▶ [Task goal]: Extract every entry word for word.

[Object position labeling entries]
☆ ☆ ☆ ☆ ☆ ☆ ☆
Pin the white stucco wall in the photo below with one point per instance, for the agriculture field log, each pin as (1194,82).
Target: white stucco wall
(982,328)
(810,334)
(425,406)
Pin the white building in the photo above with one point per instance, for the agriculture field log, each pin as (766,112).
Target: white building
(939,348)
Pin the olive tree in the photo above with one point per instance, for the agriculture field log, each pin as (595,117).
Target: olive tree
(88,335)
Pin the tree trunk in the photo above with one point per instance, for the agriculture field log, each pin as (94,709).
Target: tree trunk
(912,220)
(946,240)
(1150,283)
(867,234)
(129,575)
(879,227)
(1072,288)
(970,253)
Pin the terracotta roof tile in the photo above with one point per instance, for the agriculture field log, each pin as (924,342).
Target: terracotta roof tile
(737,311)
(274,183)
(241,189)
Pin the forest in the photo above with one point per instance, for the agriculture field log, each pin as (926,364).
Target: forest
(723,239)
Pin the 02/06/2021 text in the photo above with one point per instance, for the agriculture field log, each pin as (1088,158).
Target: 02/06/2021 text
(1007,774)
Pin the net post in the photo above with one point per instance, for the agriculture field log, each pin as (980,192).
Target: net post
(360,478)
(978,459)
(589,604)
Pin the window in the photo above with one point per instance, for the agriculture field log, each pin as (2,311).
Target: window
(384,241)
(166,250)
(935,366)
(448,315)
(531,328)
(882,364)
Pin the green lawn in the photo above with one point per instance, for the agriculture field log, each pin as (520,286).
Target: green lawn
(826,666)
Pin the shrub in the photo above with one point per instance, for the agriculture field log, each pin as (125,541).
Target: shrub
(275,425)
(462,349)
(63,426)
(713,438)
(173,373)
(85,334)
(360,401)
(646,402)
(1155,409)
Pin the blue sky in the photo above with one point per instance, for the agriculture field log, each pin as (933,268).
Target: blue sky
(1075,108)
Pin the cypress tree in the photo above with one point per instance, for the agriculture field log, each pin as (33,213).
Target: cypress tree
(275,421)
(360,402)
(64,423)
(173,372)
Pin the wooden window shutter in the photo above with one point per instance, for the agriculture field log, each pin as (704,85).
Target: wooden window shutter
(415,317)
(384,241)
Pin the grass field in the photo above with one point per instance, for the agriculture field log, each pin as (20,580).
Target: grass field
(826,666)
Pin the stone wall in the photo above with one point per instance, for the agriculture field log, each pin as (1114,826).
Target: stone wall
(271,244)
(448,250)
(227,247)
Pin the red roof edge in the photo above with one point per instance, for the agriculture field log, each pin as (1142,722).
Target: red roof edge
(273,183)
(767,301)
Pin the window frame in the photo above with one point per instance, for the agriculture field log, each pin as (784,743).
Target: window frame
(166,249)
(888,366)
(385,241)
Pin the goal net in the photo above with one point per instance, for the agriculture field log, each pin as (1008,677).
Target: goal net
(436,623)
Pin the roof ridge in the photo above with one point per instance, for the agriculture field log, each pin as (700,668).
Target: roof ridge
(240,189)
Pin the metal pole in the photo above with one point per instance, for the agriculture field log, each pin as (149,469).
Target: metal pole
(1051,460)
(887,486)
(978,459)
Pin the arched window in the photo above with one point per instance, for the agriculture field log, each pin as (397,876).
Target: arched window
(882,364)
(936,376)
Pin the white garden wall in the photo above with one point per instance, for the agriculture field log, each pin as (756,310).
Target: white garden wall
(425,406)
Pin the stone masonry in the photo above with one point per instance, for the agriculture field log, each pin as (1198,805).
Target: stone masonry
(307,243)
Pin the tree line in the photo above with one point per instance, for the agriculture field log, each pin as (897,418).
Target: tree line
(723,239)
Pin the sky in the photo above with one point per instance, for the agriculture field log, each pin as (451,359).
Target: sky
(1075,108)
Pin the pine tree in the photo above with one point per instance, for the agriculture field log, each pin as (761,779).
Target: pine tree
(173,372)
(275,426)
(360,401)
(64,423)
☆ ☆ ☆ ☆ ☆ ☆ ☆
▶ [Task response]:
Pin the white stucco wall in the photo below with one point per instance, for the agriculture field log, each pin as (1194,82).
Target: white stucco wall
(982,328)
(810,334)
(425,406)
Pin the white building in the photo above with one point per instance, for the agriculture field log, each pin as (766,112).
Target: white building
(939,348)
Pin the olive tree in the photo above with one point per instance, for the agriculture field log, each pin as (595,117).
Target: olive tree
(88,335)
Pin the tree trunk in the photo above with one point per instance, for the agriculture field log, each pin as (94,709).
Target: tree trunk
(912,220)
(946,240)
(1150,283)
(867,234)
(129,575)
(879,227)
(1072,288)
(970,253)
Pin the terracotta roof tile in the photo above with one point per instance, for the agriculture field log, each pin as (924,342).
Target: terracotta roof tile
(737,311)
(274,183)
(241,189)
Pin the forest in the photo above with one point per instance, for the agriculture field log, each pin as (926,364).
Target: forest
(723,239)
Pin the 02/06/2021 text in the photo above with one point per instance, for the agriculture field log, each pin as (1088,158).
Target: 02/06/2021 text
(1007,774)
Pin the net post in the photo above with one point per instance, for the agriculture field log, each pin as (980,192).
Target: net post
(360,478)
(978,459)
(589,604)
Pin the window in the photo above with one point per instance, for the agriculture field log, each pin as (2,311).
Target: window
(384,241)
(166,250)
(935,366)
(448,315)
(531,328)
(882,364)
Pin the green lawn in the photo above with one point per instance, for the agriculture field log, each pin as (520,286).
Target: green lawn
(826,666)
Pin the shrub in the photo above with one point per instance, for the agriculture field log, each pin as (125,541).
Target: shrub
(275,425)
(462,349)
(63,426)
(713,438)
(173,373)
(85,334)
(360,401)
(646,402)
(1155,409)
Pin the blue sky in the photo above with one point per instance, for the agriculture field log, each pin as (933,268).
Target: blue sky
(1075,108)
Pin the cypress tree in the photo above with one point per instance, for the agriculture field log, each pin as (33,213).
Target: cypress tree
(275,421)
(360,402)
(64,423)
(173,372)
Pin the wooden window shutter in the photo above with one point per instance, for the agriculture field log, each pin as (704,85).
Target: wooden window shutter
(415,317)
(384,241)
Pin the grass field in the photo above with one point per instance, for the agriculture field log, each pin as (20,580).
Target: grass field
(826,666)
Pin the stone wall in the photo above with one point per instance, for the agriculture field log, each pin as (1114,826).
Target: stone wall
(271,244)
(448,250)
(227,247)
Pin the red roof edge in the photo above with one point per instance, for the agriculture field log, each pin as (1142,722).
Target: red roof edge
(273,183)
(767,301)
Pin the window frame in the photo above with one point per instance, for the agriculture field log, each pin as (784,743).
Target: window frame
(166,249)
(888,366)
(385,241)
Pin the goal net in the photo above with one point per instance, for the agriculture field log, each pin as (1008,677).
Target: goal net
(436,623)
Pin the roof ridge in the photo above with one point per instance, for the agriculture field log, each pin as (700,668).
Target: roof ridge
(240,189)
Pin the metal pole in the photo above with one point per instance, for the agriculture field log, each pin as (149,469).
Target: metal pole
(1051,460)
(887,486)
(978,459)
Pin the arched window in the photo above with one point per instance, for the agriculture field log, each pin as (397,876).
Target: arched window
(882,364)
(936,376)
Pin the white garden wall in the photo above with one point per instance, for the agriculture field log, each pin as (756,310).
Target: white garden wall
(425,406)
Pin the stone masonry in the photo above with one point per instance, for the agriculture field log, each pin as (1198,805).
Target: stone masonry
(307,243)
Pin the tree line in the photo above with one point per instance, for the agriculture field log, each pin as (897,418).
Target: tree line
(723,239)
Pin the sky in the photo above with one point per instance, for the agriculture field log, each pin as (451,359).
Target: sky
(1075,108)
Pin the pine tree in the photo above with one point per instance, for the agriculture field log, each pin as (761,779).
Target: pine tree
(173,372)
(275,426)
(360,401)
(64,423)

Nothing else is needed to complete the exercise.